• **Problem**
Reproduce the stretch of items below from the first line through the line containing "(1129, 439)", that line included.

• **Dataset extract**

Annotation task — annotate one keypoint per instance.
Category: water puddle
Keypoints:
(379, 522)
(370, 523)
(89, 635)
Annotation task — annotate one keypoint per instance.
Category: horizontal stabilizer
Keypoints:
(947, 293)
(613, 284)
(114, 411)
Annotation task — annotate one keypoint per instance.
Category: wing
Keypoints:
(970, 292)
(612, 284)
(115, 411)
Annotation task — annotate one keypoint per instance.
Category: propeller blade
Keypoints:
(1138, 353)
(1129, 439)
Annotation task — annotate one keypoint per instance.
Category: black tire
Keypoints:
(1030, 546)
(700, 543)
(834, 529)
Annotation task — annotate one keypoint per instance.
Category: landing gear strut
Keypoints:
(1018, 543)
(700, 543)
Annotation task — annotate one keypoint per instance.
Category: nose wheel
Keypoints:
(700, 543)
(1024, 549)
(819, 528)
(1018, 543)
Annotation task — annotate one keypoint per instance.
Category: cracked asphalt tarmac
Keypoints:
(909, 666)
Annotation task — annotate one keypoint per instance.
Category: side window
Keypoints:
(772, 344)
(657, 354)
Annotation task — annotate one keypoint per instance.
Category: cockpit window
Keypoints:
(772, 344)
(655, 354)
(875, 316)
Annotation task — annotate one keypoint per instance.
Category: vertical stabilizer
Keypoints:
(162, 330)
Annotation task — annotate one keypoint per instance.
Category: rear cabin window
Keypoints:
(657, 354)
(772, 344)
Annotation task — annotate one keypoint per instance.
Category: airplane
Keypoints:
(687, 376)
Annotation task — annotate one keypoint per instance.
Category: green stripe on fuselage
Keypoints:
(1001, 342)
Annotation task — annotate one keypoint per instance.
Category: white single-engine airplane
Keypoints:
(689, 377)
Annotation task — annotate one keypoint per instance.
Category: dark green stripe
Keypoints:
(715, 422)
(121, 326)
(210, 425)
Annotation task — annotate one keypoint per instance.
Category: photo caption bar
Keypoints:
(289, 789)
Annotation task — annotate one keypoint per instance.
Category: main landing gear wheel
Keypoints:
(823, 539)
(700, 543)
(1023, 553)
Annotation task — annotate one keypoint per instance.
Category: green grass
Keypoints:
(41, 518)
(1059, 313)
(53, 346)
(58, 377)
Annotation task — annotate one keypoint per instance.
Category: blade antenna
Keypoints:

• **Finished exercise**
Annotation task — annotate one keypoint per instance.
Category: water puddle
Keypoints:
(379, 522)
(370, 523)
(89, 635)
Annotation task — annotate one keypoint per instance.
Category: horizontal stabilizer
Keypoints:
(947, 293)
(613, 284)
(114, 411)
Annotation task — annotate one keypoint per instance.
Category: wing
Keypoints:
(970, 292)
(612, 284)
(115, 411)
Annotation task — annotate one keypoint per instance.
Category: propeller blade
Keypoints:
(1138, 353)
(1129, 439)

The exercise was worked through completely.